● YOUR INSTRUCTIONS
Reproduce the closing part of the entries exactly: the line with "For every instance of the armchair" and all lines after it, ending with the last line, and nothing else.

● MATERIAL SUPPLIED
↓
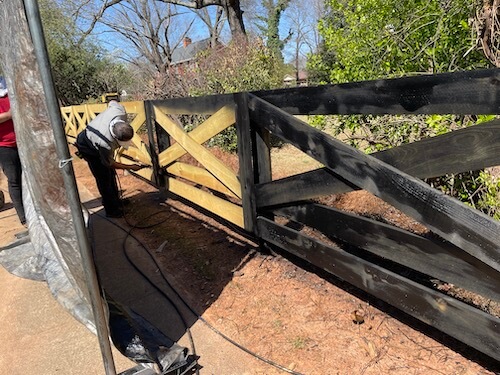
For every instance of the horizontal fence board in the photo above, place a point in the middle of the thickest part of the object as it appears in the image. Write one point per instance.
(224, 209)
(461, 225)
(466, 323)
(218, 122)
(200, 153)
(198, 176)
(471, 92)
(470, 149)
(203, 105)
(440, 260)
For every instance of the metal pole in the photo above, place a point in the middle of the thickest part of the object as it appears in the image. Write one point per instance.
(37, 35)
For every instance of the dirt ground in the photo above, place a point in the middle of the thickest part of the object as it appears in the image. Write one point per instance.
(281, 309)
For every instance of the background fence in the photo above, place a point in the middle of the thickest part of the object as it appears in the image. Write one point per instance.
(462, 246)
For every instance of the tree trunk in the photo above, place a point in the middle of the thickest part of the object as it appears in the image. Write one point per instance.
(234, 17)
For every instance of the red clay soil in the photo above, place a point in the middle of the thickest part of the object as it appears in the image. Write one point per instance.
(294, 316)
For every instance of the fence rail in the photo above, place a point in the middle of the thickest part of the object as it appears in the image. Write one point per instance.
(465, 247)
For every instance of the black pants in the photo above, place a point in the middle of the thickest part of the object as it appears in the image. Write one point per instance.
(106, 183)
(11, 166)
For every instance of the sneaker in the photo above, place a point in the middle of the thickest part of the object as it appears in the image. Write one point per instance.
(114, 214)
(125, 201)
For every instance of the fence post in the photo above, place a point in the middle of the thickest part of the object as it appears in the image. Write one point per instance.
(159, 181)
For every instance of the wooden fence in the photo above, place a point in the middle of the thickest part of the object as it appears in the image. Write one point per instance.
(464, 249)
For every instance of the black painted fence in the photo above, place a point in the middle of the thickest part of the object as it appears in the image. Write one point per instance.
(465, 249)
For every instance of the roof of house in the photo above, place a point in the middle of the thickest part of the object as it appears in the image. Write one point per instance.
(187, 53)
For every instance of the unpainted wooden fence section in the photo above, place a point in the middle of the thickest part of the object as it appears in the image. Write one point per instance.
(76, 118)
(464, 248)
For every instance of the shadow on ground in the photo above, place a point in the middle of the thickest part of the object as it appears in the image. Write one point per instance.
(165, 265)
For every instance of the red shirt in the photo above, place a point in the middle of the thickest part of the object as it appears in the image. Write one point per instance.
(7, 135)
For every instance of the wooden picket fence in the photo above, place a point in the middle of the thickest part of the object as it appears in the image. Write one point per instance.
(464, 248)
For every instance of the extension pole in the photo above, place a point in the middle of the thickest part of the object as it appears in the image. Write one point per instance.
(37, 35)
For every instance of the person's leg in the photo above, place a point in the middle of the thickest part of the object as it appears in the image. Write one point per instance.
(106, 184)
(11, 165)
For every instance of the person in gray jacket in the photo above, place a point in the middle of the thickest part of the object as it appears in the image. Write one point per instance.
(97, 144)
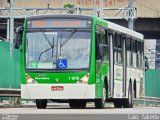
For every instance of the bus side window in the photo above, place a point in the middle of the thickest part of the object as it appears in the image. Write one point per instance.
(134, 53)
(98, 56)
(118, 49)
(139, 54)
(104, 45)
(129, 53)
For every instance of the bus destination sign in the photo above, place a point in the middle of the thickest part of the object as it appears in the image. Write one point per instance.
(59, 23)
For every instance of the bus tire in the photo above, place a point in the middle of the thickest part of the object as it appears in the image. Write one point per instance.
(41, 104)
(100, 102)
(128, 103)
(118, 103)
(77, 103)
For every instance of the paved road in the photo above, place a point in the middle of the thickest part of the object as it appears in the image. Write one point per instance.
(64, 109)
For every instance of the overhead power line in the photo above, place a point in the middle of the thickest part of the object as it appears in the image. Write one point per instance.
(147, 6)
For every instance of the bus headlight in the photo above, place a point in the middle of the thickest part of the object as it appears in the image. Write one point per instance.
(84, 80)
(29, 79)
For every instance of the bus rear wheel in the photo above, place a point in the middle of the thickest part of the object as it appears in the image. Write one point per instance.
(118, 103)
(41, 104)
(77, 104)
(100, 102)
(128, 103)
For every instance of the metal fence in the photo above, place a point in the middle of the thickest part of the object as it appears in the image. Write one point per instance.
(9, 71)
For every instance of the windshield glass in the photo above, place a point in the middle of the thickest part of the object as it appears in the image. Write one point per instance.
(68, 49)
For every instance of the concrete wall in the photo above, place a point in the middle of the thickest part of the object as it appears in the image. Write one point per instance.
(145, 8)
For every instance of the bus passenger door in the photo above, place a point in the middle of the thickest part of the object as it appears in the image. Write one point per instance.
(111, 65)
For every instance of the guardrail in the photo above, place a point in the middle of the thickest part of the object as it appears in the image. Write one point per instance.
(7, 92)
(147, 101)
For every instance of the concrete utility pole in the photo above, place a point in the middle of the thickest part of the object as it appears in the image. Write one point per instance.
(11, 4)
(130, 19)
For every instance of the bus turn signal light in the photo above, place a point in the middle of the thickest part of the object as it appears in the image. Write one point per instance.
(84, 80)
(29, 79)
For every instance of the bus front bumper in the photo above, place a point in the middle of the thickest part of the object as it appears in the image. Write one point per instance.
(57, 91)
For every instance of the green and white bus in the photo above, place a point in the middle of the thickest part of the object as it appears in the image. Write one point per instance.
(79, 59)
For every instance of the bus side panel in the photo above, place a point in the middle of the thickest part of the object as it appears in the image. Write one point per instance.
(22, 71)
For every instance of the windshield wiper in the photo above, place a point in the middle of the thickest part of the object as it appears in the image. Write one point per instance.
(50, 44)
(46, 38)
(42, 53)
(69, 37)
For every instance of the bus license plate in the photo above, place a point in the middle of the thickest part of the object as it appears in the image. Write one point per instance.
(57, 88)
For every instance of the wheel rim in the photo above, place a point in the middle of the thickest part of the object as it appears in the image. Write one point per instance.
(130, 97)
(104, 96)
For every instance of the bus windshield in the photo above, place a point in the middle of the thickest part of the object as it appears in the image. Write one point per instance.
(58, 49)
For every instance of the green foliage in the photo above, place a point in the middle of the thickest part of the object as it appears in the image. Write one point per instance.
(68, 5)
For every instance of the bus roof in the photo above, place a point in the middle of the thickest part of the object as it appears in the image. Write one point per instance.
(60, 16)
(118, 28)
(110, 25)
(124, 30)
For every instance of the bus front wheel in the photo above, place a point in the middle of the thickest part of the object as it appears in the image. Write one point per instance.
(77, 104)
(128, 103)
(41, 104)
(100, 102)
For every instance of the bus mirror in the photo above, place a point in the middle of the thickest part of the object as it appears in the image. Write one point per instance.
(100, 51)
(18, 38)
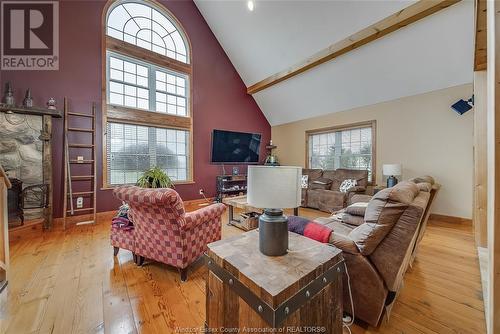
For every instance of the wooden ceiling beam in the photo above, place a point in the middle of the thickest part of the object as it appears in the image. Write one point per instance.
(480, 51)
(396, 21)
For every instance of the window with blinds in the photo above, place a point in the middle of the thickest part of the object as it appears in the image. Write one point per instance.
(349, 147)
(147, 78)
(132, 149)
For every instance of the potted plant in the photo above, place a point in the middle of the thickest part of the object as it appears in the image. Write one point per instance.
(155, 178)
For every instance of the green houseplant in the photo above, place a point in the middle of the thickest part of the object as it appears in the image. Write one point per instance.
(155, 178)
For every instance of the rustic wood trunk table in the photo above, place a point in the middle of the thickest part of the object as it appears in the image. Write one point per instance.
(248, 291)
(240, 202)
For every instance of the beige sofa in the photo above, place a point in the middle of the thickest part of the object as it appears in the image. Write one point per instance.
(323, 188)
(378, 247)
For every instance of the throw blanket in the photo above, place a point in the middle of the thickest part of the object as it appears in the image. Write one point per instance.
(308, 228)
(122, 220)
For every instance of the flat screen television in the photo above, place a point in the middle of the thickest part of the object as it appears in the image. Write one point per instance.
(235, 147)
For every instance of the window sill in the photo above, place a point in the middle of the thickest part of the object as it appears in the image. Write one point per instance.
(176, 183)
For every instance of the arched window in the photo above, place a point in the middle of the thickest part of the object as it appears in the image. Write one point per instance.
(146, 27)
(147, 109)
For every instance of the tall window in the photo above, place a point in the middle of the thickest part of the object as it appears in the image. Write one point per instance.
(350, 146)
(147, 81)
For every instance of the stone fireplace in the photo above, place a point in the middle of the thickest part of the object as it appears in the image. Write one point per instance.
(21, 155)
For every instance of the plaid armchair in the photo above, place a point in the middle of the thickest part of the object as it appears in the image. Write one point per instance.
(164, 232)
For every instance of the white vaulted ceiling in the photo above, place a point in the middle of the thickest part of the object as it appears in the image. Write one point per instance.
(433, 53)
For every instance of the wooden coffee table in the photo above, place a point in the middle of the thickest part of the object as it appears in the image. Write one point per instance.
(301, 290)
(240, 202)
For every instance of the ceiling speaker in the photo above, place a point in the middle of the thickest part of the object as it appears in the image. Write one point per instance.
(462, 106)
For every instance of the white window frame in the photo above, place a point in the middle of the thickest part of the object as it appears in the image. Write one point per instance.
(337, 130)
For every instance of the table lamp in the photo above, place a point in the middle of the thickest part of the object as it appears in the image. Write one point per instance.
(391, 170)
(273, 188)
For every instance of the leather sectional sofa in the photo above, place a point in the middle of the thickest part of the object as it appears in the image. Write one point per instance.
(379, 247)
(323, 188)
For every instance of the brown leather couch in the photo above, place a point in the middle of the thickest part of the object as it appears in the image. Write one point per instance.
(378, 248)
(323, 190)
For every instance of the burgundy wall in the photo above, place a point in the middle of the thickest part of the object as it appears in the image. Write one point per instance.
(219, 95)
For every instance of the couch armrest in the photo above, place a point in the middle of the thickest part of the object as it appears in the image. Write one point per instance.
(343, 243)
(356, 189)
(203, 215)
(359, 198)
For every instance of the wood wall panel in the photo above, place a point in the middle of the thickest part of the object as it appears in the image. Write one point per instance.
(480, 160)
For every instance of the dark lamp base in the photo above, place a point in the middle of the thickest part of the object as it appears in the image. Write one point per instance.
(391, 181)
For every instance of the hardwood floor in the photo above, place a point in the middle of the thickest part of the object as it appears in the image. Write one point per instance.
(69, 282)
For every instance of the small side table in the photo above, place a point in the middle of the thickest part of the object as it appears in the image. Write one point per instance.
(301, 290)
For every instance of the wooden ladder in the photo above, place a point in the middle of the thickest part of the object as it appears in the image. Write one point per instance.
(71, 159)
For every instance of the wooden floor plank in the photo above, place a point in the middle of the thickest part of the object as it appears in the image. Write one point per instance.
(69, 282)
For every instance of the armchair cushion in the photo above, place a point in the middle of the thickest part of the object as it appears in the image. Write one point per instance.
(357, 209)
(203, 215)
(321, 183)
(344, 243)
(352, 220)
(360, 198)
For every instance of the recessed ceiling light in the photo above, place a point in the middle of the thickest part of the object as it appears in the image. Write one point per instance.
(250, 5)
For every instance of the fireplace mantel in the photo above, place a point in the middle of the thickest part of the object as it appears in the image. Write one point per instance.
↑
● RESULT OF THE EXERCISE
For every instance of the armchair cushion in the photo above, place a point in the middle of the thickest part of the object as it appears in the image. Write one point per instance.
(357, 209)
(203, 215)
(321, 183)
(344, 243)
(352, 220)
(360, 198)
For every instance of the recessed ceiling light in the photo above, place a point in the middle of the thickest part of the object as it appears in the image. Write one point per instance.
(250, 5)
For every instance of the fireplace mantel in the photo above, place a point in the middle of the thickest part of the object as it appears in the image. Write one point per instance.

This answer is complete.